[DATA FOR PROCESSING]

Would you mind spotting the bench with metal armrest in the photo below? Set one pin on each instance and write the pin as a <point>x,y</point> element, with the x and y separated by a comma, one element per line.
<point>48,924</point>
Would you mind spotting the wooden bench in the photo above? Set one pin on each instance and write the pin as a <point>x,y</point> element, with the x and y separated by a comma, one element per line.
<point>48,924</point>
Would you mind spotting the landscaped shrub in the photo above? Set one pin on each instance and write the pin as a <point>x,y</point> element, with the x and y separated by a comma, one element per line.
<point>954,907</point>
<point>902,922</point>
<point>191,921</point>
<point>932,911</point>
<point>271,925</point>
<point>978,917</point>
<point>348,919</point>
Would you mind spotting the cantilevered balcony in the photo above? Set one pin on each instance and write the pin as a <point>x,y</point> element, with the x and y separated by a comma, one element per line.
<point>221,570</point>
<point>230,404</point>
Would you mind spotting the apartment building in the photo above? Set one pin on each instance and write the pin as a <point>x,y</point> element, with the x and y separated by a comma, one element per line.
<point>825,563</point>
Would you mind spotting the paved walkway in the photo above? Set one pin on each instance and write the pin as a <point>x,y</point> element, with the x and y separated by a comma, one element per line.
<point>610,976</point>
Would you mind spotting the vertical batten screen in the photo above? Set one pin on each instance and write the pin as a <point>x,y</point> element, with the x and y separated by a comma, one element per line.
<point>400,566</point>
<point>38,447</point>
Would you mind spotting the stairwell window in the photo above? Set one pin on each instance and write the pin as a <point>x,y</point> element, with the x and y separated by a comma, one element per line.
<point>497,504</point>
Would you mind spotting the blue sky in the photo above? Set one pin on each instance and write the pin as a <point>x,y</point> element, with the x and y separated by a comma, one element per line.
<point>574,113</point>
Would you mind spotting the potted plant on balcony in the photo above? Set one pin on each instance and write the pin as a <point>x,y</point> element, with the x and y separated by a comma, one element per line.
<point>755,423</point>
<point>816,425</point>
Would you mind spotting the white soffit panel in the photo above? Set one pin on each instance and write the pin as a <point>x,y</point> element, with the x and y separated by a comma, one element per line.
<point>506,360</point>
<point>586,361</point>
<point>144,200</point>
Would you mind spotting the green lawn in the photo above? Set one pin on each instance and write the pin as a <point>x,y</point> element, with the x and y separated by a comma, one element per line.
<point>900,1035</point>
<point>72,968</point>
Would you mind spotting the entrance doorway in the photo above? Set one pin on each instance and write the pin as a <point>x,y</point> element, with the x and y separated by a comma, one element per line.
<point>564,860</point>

[/DATA FOR PROCESSING]

> WHAT TO DO: Would you write out the full set of records above without alteration?

> THE COMPLETED TASK:
Would you mind spotting the bench with metal armrest in the photo below? Set one pin on each instance and write the pin as a <point>x,y</point> element, with the x and y separated by a comma, one element per line.
<point>48,924</point>
Would you mind spotting the wooden bench in the photo above? Set one pin on each instance and write the pin as a <point>x,y</point> element, with the x and y separated by a comma, one element per line.
<point>48,924</point>
Would you mind spotting the landscaped shrub in the photo above? Set one pin on each instance and write the pin as a <point>x,y</point> element, with the x and y separated by a comma, one element per line.
<point>954,907</point>
<point>902,922</point>
<point>191,921</point>
<point>932,911</point>
<point>271,925</point>
<point>978,917</point>
<point>348,919</point>
Would you mind spotting the cantilevered balcony in the photo above? Set one pin on each instance and write the pin as a <point>x,y</point> element, with the x and y separated by a comma, one element per line.
<point>221,570</point>
<point>230,404</point>
Would you mind spotting the apartment building in the photo above? Set one pin on each instance and write the pin as a <point>x,y</point> element, with the x and y separated by a comma, one element per line.
<point>825,563</point>
Would you mind spotting the paved walkway in the photo above? Set one pin on each instance and write the pin as a <point>x,y</point> element, with the x and y separated by a comma, one element per line.
<point>610,976</point>
Would you mind spotting the vertical batten screen in the photo above? Set one pin on each instance and write the pin as a <point>x,y</point> element, with the x and y separated by a comma, one element per line.
<point>400,566</point>
<point>38,447</point>
Would you mind spotting the stairwell window in the photo above? Set one pin on each instance and write the pin as a <point>x,y</point> element, with the x and y separated by a comma, one element per line.
<point>497,504</point>
Would you mind spotting the blue sky in the photo above? Set one pin on each instance and write the pin as a <point>x,y</point> element, with the x and y separated by a comma, one element per line.
<point>574,113</point>
Would you mind spotting the potted plant on balcony in the photo above? Set one pin on each instance and write the pin as a <point>x,y</point> element, with the x and y separated by a comma, one element per line.
<point>755,423</point>
<point>816,425</point>
Would you mind spotting the white soffit panel in the photo above? Set one pin on each instance and write the pin as a <point>x,y</point> element, with the x and y separated by a comma, one element per line.
<point>506,360</point>
<point>586,361</point>
<point>144,200</point>
Would you mind spotting the green lawn in the photo above? Set one pin on each instance and write the pin as a <point>x,y</point> element, with the x and y separated by a comma, one element per line.
<point>900,1035</point>
<point>72,968</point>
Would you mind spotting the entrance doorway in the photo above? Set one pin on each instance and write the pin as a <point>x,y</point> element, with the x and y separated by a comma, one element per line.
<point>564,860</point>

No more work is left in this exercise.